SET TASK: Please express the items below as a JSON list of strings, with one string for each line and blank lines left out.

TASK INPUTS:
•••

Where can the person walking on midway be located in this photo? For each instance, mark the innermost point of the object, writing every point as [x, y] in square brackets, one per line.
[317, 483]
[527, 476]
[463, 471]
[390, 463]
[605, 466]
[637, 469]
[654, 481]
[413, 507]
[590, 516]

•••

SOLUTION TO THIS EXERCISE:
[
  "Where can the person walking on midway be located in this photo? For each instance, mark the innermost point of the object, writing every point as [x, y] in square brackets, one per line.",
  "[317, 483]",
  "[527, 476]",
  "[463, 471]",
  "[390, 463]",
  "[605, 466]",
  "[637, 469]",
  "[654, 481]",
  "[413, 507]",
  "[590, 516]"
]